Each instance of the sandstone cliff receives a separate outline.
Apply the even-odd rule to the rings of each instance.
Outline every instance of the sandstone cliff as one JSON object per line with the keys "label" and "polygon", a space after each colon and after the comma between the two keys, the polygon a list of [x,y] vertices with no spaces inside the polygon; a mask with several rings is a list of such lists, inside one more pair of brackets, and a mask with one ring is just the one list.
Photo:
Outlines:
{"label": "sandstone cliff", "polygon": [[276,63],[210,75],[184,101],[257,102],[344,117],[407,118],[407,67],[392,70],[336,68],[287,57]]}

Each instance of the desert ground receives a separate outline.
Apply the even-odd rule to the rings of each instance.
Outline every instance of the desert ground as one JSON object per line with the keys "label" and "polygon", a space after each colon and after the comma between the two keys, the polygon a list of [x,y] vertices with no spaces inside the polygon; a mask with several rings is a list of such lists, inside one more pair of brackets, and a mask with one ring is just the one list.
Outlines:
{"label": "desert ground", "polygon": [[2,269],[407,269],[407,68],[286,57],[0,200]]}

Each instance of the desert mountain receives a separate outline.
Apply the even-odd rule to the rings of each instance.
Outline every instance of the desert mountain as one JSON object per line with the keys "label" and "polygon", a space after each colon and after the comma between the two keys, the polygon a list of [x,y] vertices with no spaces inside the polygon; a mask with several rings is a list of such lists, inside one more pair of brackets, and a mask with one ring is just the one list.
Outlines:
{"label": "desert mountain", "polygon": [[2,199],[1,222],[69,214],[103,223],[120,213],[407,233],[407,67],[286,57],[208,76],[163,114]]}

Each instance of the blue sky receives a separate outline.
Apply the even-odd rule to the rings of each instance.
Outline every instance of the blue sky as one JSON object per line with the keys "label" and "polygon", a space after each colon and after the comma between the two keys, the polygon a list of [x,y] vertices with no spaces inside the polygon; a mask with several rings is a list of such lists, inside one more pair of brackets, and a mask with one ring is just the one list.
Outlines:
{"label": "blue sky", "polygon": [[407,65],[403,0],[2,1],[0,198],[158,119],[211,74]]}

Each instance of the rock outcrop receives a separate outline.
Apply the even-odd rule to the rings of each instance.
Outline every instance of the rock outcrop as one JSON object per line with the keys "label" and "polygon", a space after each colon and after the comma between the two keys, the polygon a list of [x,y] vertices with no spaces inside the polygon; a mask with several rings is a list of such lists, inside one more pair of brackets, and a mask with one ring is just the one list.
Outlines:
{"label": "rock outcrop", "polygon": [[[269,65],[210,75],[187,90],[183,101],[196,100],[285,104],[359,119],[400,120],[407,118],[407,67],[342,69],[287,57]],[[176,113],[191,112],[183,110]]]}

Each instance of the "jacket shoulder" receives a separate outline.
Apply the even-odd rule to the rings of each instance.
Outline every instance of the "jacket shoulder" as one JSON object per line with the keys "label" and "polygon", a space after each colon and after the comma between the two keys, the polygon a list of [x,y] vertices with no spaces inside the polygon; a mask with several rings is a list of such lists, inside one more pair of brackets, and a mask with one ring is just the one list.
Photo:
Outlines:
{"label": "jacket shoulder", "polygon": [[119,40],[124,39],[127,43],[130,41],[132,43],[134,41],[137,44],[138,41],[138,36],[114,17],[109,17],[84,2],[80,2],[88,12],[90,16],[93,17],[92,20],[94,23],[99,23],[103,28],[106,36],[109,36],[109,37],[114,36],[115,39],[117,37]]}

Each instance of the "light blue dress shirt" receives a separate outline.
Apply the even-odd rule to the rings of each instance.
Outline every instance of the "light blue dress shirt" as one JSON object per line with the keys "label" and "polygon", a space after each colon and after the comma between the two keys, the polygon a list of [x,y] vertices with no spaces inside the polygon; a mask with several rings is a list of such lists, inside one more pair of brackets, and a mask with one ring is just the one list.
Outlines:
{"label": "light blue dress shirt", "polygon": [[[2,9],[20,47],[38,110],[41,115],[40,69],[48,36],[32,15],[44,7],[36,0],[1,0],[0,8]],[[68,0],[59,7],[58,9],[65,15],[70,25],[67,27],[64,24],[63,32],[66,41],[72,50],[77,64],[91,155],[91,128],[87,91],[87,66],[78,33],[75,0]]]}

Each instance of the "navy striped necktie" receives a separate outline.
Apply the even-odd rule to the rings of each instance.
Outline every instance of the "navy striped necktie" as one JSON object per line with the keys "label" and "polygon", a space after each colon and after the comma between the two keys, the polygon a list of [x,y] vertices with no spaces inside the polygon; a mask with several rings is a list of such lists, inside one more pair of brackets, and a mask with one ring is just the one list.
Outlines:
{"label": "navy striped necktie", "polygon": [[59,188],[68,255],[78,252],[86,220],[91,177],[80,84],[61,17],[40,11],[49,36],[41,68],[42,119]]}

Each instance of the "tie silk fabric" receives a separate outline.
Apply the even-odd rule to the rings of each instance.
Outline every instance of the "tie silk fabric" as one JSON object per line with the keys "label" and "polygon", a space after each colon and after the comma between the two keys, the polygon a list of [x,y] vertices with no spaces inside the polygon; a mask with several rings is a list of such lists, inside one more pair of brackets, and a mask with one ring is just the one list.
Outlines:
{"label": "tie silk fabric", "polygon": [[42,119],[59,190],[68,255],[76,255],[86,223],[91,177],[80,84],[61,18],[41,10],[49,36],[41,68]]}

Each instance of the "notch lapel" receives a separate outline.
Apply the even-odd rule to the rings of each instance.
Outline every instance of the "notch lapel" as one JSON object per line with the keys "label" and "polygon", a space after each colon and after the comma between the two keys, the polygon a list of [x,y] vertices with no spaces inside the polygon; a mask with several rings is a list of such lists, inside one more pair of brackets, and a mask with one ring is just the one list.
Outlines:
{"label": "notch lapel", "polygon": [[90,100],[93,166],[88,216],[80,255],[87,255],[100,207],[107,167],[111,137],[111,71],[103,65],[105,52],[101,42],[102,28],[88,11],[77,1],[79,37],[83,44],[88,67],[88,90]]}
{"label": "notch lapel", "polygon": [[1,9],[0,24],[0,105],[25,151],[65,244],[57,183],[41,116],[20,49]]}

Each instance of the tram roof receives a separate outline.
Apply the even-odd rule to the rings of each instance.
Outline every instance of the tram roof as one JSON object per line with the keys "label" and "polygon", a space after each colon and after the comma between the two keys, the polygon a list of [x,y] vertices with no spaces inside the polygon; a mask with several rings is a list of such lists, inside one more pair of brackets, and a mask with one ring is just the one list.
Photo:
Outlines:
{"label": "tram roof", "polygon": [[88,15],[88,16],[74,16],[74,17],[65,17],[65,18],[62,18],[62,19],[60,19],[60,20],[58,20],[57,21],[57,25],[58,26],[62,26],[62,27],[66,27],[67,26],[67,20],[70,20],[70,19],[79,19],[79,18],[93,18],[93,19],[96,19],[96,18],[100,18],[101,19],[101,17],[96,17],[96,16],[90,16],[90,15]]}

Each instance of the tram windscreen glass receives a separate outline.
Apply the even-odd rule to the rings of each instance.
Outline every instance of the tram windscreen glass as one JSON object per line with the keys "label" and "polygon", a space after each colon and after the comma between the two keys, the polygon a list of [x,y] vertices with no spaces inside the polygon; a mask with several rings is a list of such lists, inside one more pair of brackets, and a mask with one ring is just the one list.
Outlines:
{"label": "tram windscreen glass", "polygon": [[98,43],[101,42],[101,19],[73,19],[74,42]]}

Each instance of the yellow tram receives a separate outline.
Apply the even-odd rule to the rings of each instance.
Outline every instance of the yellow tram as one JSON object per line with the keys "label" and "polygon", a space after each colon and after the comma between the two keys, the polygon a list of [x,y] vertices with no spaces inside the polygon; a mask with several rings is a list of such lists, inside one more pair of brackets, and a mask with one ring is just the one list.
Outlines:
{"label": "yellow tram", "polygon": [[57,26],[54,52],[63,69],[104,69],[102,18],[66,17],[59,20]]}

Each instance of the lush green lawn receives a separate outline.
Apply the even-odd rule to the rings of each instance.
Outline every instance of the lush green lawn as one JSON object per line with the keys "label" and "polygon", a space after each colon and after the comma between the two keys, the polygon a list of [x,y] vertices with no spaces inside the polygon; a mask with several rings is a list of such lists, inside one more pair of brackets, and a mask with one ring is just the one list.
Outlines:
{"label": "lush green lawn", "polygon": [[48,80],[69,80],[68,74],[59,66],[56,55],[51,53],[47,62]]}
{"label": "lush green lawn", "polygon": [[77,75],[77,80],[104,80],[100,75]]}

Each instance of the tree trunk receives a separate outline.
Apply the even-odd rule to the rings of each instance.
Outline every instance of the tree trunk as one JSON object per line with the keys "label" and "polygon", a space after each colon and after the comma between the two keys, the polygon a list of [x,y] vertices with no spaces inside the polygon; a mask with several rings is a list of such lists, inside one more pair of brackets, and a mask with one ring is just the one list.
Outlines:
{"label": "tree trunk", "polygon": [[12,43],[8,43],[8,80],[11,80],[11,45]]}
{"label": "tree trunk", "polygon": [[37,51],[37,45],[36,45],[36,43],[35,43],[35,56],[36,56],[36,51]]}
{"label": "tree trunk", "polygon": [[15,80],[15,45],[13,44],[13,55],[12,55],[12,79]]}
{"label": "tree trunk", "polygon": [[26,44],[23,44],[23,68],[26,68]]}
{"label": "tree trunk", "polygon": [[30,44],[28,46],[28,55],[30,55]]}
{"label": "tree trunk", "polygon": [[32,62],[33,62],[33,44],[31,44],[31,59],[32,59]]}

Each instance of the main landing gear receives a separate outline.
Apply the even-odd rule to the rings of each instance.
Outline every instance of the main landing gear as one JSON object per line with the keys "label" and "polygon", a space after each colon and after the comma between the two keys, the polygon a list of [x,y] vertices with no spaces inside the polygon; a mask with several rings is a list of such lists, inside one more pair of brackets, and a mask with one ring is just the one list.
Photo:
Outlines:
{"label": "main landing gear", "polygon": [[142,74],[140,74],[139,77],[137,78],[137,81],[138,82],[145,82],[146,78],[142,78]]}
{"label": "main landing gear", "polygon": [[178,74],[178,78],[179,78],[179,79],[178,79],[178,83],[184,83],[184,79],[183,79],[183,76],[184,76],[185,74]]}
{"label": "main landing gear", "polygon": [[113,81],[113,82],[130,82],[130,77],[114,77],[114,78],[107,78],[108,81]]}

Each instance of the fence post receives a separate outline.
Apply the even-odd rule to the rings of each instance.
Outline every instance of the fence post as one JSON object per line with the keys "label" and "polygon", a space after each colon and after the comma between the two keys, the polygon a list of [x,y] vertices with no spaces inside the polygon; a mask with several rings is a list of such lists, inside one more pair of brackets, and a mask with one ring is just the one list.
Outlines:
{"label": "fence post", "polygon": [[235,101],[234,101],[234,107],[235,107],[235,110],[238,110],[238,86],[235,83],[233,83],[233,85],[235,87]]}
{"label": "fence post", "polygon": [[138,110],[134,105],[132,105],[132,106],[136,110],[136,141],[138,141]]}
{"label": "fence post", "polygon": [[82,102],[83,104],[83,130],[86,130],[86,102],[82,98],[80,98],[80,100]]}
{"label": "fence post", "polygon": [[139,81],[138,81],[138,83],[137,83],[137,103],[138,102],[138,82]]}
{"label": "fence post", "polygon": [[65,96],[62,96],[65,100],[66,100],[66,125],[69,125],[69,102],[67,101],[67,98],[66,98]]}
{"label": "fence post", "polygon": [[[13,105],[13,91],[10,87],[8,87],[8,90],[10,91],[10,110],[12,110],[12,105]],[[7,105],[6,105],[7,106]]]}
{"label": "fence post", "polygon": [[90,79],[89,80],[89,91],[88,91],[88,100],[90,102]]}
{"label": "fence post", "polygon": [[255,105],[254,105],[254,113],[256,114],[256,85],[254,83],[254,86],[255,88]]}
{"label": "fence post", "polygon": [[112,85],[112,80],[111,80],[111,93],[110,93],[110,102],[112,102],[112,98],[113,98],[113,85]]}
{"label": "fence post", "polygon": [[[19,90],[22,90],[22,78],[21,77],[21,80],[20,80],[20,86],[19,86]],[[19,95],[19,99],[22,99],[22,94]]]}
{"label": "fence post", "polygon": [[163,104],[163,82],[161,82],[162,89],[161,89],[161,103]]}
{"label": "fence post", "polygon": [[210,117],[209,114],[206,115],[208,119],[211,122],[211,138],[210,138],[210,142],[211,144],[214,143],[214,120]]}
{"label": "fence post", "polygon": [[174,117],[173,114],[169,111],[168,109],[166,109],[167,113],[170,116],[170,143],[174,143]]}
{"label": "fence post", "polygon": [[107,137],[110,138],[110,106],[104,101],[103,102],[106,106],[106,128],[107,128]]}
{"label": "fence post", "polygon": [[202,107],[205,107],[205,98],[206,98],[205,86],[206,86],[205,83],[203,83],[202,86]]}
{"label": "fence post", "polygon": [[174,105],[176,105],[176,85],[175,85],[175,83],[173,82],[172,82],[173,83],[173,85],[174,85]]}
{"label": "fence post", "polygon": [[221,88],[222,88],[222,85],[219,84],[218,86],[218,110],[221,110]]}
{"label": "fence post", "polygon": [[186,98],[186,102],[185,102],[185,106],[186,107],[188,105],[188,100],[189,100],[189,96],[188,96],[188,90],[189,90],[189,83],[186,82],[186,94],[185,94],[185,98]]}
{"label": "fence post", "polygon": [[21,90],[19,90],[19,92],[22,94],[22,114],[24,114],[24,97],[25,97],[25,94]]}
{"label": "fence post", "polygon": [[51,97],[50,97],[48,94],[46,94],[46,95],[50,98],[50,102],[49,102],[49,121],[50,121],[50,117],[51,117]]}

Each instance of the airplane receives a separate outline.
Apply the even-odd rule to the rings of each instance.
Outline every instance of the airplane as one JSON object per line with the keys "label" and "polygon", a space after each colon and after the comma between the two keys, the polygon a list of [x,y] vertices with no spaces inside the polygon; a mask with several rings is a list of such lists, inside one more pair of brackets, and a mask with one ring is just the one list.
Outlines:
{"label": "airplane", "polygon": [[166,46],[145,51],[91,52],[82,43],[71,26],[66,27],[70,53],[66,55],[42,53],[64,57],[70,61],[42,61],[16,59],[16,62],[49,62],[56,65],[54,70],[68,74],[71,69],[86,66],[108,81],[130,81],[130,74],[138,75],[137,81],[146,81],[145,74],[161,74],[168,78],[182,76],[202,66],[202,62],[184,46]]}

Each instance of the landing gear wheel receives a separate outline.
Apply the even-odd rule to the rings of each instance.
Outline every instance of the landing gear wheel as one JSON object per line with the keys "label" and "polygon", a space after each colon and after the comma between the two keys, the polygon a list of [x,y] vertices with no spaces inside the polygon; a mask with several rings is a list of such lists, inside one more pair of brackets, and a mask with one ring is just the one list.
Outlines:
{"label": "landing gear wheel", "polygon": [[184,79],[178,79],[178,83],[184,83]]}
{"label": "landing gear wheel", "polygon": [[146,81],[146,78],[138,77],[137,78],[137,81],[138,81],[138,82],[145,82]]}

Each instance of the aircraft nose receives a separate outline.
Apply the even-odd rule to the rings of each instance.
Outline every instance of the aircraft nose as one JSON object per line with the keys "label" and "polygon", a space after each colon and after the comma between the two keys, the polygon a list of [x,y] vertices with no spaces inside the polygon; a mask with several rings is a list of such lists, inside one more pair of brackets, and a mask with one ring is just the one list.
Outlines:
::::::::::
**TASK DIRECTIONS:**
Your task is to write out the lines from the one with "Each instance of the aircraft" through the end of the records, exactly and with nothing added.

**THE REPLY:**
Each instance of the aircraft nose receives a separate outline.
Apply the even-odd rule to the rings of each instance.
Outline every instance of the aircraft nose as one JSON object per line with the keys "label" and "polygon", a space after each colon and after the comma between the two keys, the polygon a list of [x,y] vertices with no spaces inside the polygon; a mask with several rings is a list of such lists, inside one more pair of brackets, and a mask with one ring is just the one list.
Outlines:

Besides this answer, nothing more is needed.